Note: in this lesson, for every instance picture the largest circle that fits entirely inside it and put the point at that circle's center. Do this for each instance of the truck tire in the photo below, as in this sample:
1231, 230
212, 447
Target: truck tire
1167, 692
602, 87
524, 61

------------------------------

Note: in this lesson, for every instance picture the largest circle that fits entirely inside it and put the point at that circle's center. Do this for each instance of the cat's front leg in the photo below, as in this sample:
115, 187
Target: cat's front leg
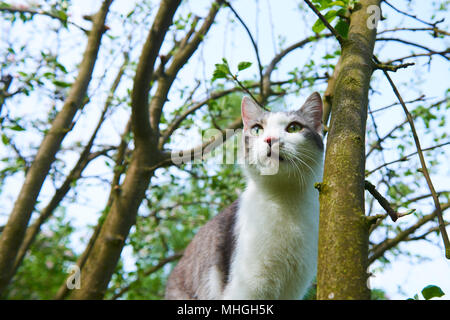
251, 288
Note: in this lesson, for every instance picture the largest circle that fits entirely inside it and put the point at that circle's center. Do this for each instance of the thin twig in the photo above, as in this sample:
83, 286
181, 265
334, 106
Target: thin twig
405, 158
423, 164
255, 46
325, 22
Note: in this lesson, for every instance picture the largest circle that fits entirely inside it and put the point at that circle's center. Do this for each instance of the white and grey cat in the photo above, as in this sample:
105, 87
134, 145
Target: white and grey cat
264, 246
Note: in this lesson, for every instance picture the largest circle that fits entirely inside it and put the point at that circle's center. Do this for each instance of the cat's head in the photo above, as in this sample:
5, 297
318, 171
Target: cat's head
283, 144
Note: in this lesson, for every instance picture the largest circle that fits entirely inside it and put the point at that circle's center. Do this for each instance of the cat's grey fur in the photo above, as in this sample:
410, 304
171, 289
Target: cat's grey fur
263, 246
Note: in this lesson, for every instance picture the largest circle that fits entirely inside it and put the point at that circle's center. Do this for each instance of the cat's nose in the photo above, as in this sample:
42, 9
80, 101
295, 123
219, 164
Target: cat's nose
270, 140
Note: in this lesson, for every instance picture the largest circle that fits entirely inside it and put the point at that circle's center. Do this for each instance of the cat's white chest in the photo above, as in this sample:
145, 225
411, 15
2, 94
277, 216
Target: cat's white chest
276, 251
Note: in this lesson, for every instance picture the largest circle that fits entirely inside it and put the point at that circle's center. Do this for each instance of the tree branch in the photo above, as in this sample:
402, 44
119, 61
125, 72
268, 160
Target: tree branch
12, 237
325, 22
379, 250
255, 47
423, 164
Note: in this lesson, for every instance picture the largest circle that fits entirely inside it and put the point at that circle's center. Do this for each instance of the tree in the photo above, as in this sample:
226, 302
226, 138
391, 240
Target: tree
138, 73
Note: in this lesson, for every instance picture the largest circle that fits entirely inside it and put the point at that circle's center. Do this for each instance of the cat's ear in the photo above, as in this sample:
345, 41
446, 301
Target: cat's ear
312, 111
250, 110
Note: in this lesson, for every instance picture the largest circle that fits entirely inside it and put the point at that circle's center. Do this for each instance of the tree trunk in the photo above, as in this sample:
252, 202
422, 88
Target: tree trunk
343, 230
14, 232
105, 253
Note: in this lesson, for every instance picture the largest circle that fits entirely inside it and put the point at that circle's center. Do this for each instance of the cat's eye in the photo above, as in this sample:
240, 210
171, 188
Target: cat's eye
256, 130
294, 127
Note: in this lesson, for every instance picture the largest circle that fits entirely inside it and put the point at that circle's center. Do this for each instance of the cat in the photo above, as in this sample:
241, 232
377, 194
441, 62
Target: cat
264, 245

------------------------------

**Exercise description:**
How many lines of the data above contain the string "twig"? Give only the number.

**Exercise answer:**
2